▸ Verilen bölüm
·····
21 yüz yıla dair
21. YÜZ YILA DAİR
Zaman kavramı, insanlığın en çok üzerinde durup tartıştığı bir konu ola gelmiştir. Hele, hızla ilerleyen bilim ve bilimin sonucu olan teknolojik gelişmeler zaman kavramını daha bir öne çıkarmıştır.
İnsanlık bırakın saatin, dakikanın kullanımını, saniyelerin bile daha verimli kullanımı için kafa yormakta, teknolojik adımları ona göre atmaktadır. Adeta zamanla yarışılmaktadır. İnsanlığın ömrün uzatılması, ölümsüzlük iksirini bulma hayalleri, zaman kavramına verilen değerin en büyük göstergesidir.
Bilgisayarın bulunması çok önem arz ederken, hızla daha iyisi üretilmiş ve eskilerini değersiz kılmıştır. Örneğin, her yeni model araba diğerini eskitmiştir. Adeta, zamana karşı teknolojik bir savaştır yaşanan gerçeklik.
Benim anlatmak istediğim tabii ki bu değil. Zamanın ne kadar değerli olduğundan yola çıkarak, 21. yüzyılda insanlık ve ülkemizin bulunduğu durumun analizi yapmak.
Şunu da burada hatırlatmakta fayda var; zaman kavramı sadece insanlık için değil tüm varlıklar için önem arz eden bir durumdur. Bir toprağın oluşum sürecinde zaman en önemli olanıdır. Dünyanın oluşumu ve diğer tüm canlı ve cansızlar da öyle değil mi?
Hızla değişen ve gelişen dünyada zamana ayak uydurmak, çağın gereklerini yapabilmek çok önemlidir. Bu gün birçok ülke 21. yüz yılın gereklerini gerine getirebilirken, bir çok ülke bir çok yüz yıl gerilerden gelmekte, çağı ve zamanı geriden takip etmektedir.
Çağımız bilişim çağı örneğin.
Her alanda teknolojik gelişmenin olduğu, yaşamın buna göre dizayn edildiği bir dünyadayız. Güçler dengesinin bu standartlar temelinde şekillendiği gerçeğini kabul etmekteyiz. Ülkelerin teknolojik gelişmelere uygun felsefi ve sosyal yaşamlarının bu güç dengesine göre şekillendiğini bilmekteyiz.
·····
▸ Sıralanan kayıtlar
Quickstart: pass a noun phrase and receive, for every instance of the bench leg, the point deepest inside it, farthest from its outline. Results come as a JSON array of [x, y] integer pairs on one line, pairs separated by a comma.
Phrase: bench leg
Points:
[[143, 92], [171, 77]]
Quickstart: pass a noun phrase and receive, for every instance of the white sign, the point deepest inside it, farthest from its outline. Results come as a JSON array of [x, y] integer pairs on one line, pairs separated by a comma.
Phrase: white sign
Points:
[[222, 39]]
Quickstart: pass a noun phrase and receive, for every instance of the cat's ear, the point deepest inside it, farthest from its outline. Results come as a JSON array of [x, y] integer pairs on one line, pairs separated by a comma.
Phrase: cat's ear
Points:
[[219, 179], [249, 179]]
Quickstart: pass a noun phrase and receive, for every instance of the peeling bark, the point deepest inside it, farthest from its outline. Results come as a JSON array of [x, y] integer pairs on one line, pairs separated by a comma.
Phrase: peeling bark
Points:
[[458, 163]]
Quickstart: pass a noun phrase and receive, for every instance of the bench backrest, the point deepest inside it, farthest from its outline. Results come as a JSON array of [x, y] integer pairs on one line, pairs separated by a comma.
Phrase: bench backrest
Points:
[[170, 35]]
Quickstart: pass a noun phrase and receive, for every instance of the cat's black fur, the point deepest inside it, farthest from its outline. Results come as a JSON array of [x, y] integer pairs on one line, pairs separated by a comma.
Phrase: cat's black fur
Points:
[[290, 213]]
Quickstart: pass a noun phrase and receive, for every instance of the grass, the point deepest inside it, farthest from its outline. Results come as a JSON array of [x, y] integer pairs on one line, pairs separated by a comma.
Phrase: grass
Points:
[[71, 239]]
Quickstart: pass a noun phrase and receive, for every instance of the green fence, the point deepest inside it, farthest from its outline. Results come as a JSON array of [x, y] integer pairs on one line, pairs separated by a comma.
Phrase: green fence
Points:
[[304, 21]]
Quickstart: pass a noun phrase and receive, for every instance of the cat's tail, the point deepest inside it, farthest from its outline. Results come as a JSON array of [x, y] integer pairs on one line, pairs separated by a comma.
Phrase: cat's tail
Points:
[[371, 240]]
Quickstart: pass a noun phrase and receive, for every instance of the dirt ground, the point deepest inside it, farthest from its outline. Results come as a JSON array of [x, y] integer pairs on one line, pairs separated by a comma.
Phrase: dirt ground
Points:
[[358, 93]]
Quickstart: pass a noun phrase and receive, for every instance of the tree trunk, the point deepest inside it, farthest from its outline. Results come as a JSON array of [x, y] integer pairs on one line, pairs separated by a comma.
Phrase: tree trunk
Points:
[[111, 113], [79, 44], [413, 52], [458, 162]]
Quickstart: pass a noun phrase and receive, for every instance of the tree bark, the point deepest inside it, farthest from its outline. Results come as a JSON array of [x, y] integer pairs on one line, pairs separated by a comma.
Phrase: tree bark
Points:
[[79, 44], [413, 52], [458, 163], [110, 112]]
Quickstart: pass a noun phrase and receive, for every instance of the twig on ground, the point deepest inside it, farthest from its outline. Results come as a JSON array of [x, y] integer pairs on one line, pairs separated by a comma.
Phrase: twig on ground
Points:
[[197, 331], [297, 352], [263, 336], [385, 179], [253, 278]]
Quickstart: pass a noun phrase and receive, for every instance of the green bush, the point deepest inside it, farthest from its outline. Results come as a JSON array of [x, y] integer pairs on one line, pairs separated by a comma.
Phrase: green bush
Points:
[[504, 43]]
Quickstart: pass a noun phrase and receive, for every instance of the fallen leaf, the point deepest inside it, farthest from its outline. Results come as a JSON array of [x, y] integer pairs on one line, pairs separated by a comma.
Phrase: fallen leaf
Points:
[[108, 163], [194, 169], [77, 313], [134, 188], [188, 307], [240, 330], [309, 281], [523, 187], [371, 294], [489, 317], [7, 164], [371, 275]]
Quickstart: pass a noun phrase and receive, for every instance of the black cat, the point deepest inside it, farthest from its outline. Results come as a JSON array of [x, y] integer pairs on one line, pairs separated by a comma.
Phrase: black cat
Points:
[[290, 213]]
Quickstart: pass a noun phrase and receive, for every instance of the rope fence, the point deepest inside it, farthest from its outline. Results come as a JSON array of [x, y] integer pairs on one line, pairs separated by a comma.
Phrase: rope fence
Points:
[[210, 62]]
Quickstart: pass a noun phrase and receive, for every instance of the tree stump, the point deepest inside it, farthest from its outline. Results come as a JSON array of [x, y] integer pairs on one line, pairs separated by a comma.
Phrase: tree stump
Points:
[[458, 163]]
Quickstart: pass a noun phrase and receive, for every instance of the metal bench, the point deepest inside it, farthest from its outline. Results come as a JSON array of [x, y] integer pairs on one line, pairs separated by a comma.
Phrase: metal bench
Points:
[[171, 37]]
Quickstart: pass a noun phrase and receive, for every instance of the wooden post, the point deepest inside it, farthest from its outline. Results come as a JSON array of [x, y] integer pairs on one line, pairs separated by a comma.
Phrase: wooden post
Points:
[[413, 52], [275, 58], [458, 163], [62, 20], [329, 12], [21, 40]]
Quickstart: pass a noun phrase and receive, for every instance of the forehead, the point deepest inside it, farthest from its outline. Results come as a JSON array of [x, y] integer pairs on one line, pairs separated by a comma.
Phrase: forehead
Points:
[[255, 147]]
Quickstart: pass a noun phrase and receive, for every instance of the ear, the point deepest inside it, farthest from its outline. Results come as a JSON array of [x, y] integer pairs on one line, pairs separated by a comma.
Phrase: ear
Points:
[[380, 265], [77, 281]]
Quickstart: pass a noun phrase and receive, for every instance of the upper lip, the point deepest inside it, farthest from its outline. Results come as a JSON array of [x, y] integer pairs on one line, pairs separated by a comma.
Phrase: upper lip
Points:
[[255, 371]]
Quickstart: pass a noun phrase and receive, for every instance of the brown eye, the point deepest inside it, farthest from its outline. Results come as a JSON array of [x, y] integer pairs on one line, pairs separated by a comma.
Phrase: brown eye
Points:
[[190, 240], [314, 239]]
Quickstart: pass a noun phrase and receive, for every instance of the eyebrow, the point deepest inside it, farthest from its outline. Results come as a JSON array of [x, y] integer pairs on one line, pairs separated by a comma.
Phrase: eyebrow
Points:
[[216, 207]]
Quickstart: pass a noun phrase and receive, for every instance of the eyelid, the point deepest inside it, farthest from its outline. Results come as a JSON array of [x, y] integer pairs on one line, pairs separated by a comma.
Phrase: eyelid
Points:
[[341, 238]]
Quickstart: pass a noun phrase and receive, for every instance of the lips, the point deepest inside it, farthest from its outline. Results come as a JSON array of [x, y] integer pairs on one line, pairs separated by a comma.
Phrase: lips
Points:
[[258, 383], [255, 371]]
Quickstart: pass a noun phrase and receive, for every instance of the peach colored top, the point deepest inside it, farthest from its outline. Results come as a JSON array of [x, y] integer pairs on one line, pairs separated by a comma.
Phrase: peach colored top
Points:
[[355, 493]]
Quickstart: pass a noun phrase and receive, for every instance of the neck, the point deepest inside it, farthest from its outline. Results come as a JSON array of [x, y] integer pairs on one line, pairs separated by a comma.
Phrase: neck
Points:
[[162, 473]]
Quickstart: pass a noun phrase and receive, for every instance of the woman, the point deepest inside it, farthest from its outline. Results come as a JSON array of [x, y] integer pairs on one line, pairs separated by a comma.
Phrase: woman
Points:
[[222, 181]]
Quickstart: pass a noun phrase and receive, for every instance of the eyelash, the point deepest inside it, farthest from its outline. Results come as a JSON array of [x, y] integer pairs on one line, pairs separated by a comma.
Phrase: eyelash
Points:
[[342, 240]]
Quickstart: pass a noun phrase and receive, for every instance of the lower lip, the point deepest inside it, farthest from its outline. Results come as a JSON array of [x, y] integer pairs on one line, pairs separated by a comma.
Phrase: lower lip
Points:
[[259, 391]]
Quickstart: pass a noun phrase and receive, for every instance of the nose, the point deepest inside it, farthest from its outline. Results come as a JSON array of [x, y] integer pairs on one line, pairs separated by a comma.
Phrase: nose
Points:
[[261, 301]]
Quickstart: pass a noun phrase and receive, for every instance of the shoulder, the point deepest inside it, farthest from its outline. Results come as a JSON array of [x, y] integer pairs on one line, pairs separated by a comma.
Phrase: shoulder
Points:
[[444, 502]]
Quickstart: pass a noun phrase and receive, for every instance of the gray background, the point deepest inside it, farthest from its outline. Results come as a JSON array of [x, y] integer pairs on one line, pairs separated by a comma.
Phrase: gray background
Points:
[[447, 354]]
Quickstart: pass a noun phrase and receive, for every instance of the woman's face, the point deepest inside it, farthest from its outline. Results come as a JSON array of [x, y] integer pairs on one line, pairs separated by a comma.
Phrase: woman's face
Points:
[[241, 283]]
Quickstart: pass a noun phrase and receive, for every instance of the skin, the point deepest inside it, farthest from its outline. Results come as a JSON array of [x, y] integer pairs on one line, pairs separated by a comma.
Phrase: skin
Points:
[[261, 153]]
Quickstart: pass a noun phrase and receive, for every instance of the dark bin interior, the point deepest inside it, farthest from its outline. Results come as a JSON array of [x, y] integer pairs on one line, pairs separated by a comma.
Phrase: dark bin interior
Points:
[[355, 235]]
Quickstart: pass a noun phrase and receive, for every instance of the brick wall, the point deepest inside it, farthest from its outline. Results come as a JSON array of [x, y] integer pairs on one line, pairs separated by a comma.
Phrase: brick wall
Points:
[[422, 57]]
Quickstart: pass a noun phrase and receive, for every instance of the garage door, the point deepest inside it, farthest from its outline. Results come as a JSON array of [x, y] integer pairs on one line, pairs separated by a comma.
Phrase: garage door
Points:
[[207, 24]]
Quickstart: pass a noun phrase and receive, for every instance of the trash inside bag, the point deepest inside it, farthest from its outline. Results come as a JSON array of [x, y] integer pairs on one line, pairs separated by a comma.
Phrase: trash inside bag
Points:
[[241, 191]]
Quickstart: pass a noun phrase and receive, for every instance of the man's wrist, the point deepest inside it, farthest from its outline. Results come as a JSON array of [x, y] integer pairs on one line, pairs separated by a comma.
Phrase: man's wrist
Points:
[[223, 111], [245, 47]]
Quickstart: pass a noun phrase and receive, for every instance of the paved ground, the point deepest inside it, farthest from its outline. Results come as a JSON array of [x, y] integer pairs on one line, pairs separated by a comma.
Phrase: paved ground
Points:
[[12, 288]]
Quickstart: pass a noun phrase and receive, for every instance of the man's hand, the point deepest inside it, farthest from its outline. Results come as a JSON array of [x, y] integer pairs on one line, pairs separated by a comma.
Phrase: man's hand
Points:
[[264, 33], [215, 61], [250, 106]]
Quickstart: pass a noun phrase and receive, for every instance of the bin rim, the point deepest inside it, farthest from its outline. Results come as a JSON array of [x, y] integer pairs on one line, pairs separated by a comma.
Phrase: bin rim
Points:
·····
▸ Yapılacak iş 1
Zaman üzerine yazıya göre şu ifadeler doğru mu: (a) Her yeni model araba bir öncekini eskitmiştir. (b) Zaman kavramı yalnızca insanlık için önemlidir. (c) Çağımız sanayi çağıdır. Her biri için evet ya da hayır deyip yazıdaki belirleyici sözleri aynen alıntılayın.
▸ Yapılacak iş 2
Zaman üzerine yazıyı son cümlesinden sonra devam ettirin.

▸ Yazılı cevap 1
(a) Evet: "Örneğin, her yeni model araba diğerini eskitmiştir."
(b) Hayır: "zaman kavramı sadece insanlık için değil tüm varlıklar için önem arz eden bir durumdur"
(c) Hayır: "Çağımız bilişim çağı örneğin."

▸ Yazılı cevap 2
Oysa bizler, hala dünya gerçeklerinden uzak, 21. yüz yıl gereklerinden habersiz yaşamakta, kendine has bir duygusallığın pençesinde kıvranmaktayız. Yaşadığımız yüz yılın hakkını vermekten çok uzak olan bizler, her gelen yüz yıllarda bir yüz yıl hatta birkaç yüzyıl gerilerden gelmeye devam edeceğiz.
Ne zaman uyanıp, çağın gereklerini gerine getirecek, başka ülkelerle olan ara açığını kapatacağız?
Gözüken o ki; her geçen gün diğer ülkelerle zaman aranın daha da açıldığının işaretini vermekte, zamana dair beklentileri kötümser kılmaktadır.
Toplumsal bir şahlanışın işaretleri yok. Hala öküzlerle tarla sürmekte, devlerle harman yerine sap taşımakta; hurafelerden medet ummaktayız.
Geri kalmak, güçlülerin yemi olmak, sömürü ülkesi haline gelmektir. Ülke sorunlarının çığ gibi büyümesi, iktidarların bu sorunlar altında ezilmesidir.
Ya yüz yılın gereklerini yapacak, yada yok olacağız. Üçüncü bir tercih yoktur.
Tercih bizim….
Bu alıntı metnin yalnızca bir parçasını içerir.